= CHALLENGES =
(1) From the stain repellence passage below, write out the portion starting with "Fabric cleaning or" and going on through "to aqueous stains.".
(2) For each statement, decide whether it agrees with the stain repellence passage below. Answer yes or no and quote the words of the passage that decide it.
(a) The invention relates to a composition for hydrophobic stain repellence.
(b) The passage states that washing a fabric causes fabric damage.
(c) A next time cleaning benefit is a treatment of a substrate after dirt has been deposited on it.
(3) The stain repellence passage below gives a parenthetical list of example hard and soft surfaces. List every surface named there.

= SELECTED PASSAGE =
Field of the Invention The present invention relates to a stain repellence composition for treating a substrate. More particularly the present invention relates to a composition for hydrophilic stain repellence and process for making a substrate repellent to hydrophilic stains.

Background and Prior Art

Any discussion of the prior art throughout the specification should in no way be considered as an admission that such prior art is widely known or forms part of the common general knowledge in the field. Present days consumers are not only looking for fabric washing composition to remove the dirt. But, they are also looking for fabric treatment composition before-wash or after-wash to keep the fabric better and long-lasting. Different types of fabric care/treatment compositions are known in the art. Fabric care compositions serve a variety of purposes. The use of a fabric care composition is one of the ways to deliver and deposit different types of benefit agents onto the fabrics.

Fabric cleaning or care compositions that provide a so called next time cleaning benefit, are highly appreciated by present day consumers. By next time cleaning benefit is meant any treatment of a substrate prior to the deposition of dirt that enables easier cleaning upon the subsequent cleaning.

Similarly there is a need for compositions for the treatment of hard and soft surfaces (e.g. kitchen tops, tiles, carpets, upholstery, windows, including car windscreens, etc) that render the surfaces hydrophobic and/or repellent to aqueous stains.

Fabrics need to be cleaned from time to time depending on the perception of the cleanliness of the consumers. However, washing a fabric causes fabric damage. The more often a garment is washed, the more is the damage to the fabric. The damage of the fabric leads to the weariness and which subsequently leads to the older appearance of the fabric. One of the ways of keeping fabrics clean is not to expose it to the environment which will eventually make the fabric dirty. Less dirty the fabric is the frequency of washing will also be less. Due to reduced frequency of fabric washing the weariness will also be less and the fabrics will become long lasting.

Coating compositions using different fabric compatible polymers to reduce the dirt on the fabric have been disclosed in the art.

= SUPPLIED DATA =

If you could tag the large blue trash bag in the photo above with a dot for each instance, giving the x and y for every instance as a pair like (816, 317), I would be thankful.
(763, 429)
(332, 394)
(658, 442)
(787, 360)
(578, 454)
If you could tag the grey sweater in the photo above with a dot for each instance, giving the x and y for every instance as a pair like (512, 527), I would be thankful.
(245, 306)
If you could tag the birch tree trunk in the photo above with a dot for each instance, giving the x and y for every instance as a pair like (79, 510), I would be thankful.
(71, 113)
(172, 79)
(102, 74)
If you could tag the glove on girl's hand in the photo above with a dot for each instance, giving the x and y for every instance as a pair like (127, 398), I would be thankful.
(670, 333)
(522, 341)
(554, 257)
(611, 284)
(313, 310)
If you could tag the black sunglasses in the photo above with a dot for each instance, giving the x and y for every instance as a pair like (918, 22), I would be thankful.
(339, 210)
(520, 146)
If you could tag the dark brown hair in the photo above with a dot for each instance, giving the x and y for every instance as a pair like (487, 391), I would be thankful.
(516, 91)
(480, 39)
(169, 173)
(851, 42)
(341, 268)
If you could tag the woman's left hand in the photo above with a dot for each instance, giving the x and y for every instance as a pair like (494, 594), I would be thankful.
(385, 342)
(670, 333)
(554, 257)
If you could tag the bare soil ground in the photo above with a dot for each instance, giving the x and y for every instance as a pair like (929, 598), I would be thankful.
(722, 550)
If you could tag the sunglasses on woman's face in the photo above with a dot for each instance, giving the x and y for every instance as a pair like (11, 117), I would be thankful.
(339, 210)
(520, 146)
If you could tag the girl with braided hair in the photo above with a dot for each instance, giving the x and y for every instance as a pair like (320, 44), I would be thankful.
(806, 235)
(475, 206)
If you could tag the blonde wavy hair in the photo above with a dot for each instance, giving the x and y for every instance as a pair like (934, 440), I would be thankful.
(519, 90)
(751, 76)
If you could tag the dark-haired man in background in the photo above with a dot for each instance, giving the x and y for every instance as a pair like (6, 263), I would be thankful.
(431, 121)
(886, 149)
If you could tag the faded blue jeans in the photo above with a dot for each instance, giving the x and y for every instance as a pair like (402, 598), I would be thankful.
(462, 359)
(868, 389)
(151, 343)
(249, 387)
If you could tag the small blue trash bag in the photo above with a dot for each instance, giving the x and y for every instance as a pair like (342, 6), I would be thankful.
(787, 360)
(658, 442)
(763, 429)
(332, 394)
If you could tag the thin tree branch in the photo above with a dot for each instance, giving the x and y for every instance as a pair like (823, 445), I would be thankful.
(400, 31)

= SOLUTIONS TO EACH TASK =
(1)
Fabric cleaning or care compositions that provide a so called next time cleaning benefit, are highly appreciated by present day consumers. By next time cleaning benefit is meant any treatment of a substrate prior to the deposition of dirt that enables easier cleaning upon the subsequent cleaning.

Similarly there is a need for compositions for the treatment of hard and soft surfaces (e.g. kitchen tops, tiles, carpets, upholstery, windows, including car windscreens, etc) that render the surfaces hydrophobic and/or repellent to aqueous stains.

(2)
(a) No: "a composition for hydrophilic stain repellence"
(b) Yes: "However, washing a fabric causes fabric damage."
(c) No: "any treatment of a substrate prior to the deposition of dirt that enables easier cleaning upon the subsequent cleaning"

(3)
1. kitchen tops
2. tiles
3. carpets
4. upholstery
5. windows
6. car windscreens